### PROBLEMA PROPOSTO 1
Responda às perguntas abaixo com base no texto fornecido, marcando cada resposta com a mesma letra.
(a) Segundo o texto, quem traçou o quadro do fim do materialista?
(b) Em que acepção a própria Igreja entende as chamas do inferno?
(c) De acordo com o que a religião ensina, o que determina se seremos felizes ou infelizes?
### PROBLEMA PROPOSTO 2
Explique, em uma a três frases, por que, segundo o texto fornecido, a ideia de uma existência futura gera a dúvida em muitos.

### TEXTO FORNECIDO
* * * * * * *

Revista Espírita, abril de 1859

Todos nós, sem exceção, cedo ou tarde, atingiremos o termo fatal da vida; nenhum poder poderia nos subtrair a essa necessidade, eis o que é positivo. As preocupações do mundo, frequentemente, nos desviam do pensamento do que ocorre além do túmulo, mas, quando chega o momento supremo, poucos são os que não se perguntam em que se tornarão, porque a ideia de deixar a existência sem retomo tem alguma coisa de pungente. Quem poderia, com efeito, encarar com indiferença uma separação absoluta, eterna, de tudo o que se amou? Quem poderia ver sem medo abrir-se, diante de si, o abismo imenso do nada, onde viriam desaparecer para sempre todas as nossas faculdades, todas as nossas esperanças? “O que! depois de mim, nada, nada mais que o vazio; tudo se acabou sem retorno; ainda alguns dias e a minha lembrança será apagada da memória daqueles que me sobreviveram; logo, não restará nenhum traço da minha passagem sobre a Terra; o próprio bem que fiz será esquecido pelos ingratos que obsequiei; e nada para compensar tudo isso, nenhuma outra perspectiva que a de meu corpo roído pelos vermes!” Esse quadro do fim do materialista, traçado por um Espírito que viveu nesses pensamentos, não tem alguma coisa de horrível, de glacial? A religião nos ensina que isso não pode ser assim, e a razão no-lo confirma; mas essa existência futura, vaga e indefinida, nada tem que satisfaça nosso amor ao positivo; é o que, em muitos, engendra a dúvida. Temos uma alma, seja; mas, o que é a nossa alma? Tem ela uma forma, uma aparência qualquer? É um ser limitado ou indefinido? Uns dizem que é um sopro de Deus, outros uma centelha, outros uma parte do grande todo, o princípio da vida e da inteligência; mas o que é que tudo isso nos ensina? Diz-se, ainda, que ela é imaterial; mas uma coisa imaterial não poderia ter proporções definidas; para nós isso não é nada. A religião nos ensina, ainda, que seremos felizes ou infelizes, segundo o bem ou o mal que fizermos; mas qual é essa felicidade que nos espera no seio de Deus? É uma beatitude, uma contemplação eterna, sem outro emprego que o de cantar os louvores do Criador? As chamas do inferno são uma realidade ou uma figura? A própria Igreja o entende nesta última acepção, mas, quais são esses sofrimentos? Onde está esse lugar de suplício? Em uma palavra, que se faz, que se vê, nesse mundo que a todos espera?

* * * * * * *

### DADOS APRESENTADOS

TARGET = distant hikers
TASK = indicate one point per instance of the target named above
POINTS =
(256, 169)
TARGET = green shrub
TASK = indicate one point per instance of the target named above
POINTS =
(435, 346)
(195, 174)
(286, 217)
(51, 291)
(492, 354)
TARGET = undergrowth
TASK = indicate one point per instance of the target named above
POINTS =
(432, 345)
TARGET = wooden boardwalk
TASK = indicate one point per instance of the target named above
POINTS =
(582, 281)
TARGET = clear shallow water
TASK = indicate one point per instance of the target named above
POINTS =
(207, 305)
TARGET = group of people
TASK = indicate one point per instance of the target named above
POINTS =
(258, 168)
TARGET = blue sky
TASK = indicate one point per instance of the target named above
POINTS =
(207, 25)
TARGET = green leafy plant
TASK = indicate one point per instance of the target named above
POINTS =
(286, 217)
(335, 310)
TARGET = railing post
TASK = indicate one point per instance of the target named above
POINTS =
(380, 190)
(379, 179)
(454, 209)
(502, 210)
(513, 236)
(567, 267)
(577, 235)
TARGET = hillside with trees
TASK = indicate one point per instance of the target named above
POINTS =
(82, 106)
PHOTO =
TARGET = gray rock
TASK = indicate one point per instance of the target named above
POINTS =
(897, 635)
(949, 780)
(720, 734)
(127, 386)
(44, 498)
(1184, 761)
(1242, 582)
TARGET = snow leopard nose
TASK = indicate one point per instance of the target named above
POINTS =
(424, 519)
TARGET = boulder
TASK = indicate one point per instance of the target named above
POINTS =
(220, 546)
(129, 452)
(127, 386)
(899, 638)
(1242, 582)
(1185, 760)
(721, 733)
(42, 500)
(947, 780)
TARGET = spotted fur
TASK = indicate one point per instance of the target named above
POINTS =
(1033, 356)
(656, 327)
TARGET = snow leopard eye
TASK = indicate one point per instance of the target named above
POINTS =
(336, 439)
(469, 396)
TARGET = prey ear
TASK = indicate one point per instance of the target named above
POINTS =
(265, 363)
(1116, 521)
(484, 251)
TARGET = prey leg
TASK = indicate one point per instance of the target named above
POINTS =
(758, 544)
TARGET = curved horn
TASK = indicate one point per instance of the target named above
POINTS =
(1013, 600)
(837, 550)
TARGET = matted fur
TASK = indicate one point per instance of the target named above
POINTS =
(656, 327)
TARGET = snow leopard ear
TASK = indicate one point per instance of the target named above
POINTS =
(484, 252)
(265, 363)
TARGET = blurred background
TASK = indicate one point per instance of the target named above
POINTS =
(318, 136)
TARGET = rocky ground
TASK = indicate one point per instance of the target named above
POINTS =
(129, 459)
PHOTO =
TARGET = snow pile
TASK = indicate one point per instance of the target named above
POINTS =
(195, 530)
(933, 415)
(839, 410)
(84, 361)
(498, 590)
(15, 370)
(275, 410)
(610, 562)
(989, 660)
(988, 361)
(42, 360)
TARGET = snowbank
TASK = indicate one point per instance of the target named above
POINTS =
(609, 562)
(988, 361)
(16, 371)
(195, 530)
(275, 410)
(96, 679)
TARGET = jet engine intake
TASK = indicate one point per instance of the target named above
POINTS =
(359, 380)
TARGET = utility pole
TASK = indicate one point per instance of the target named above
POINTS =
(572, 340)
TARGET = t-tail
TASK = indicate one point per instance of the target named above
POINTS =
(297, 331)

* * * * * * *

### RESPOSTA CORRETA 1
(a) Um Espírito que viveu nesses pensamentos.
(b) Na acepção de uma figura.
(c) O bem ou o mal que fizermos.

### RESPOSTA CORRETA 2
Essa existência futura é vaga e indefinida e, por isso, nada tem que satisfaça o nosso amor ao positivo. É essa falta de algo positivo que, em muitos, engendra a dúvida.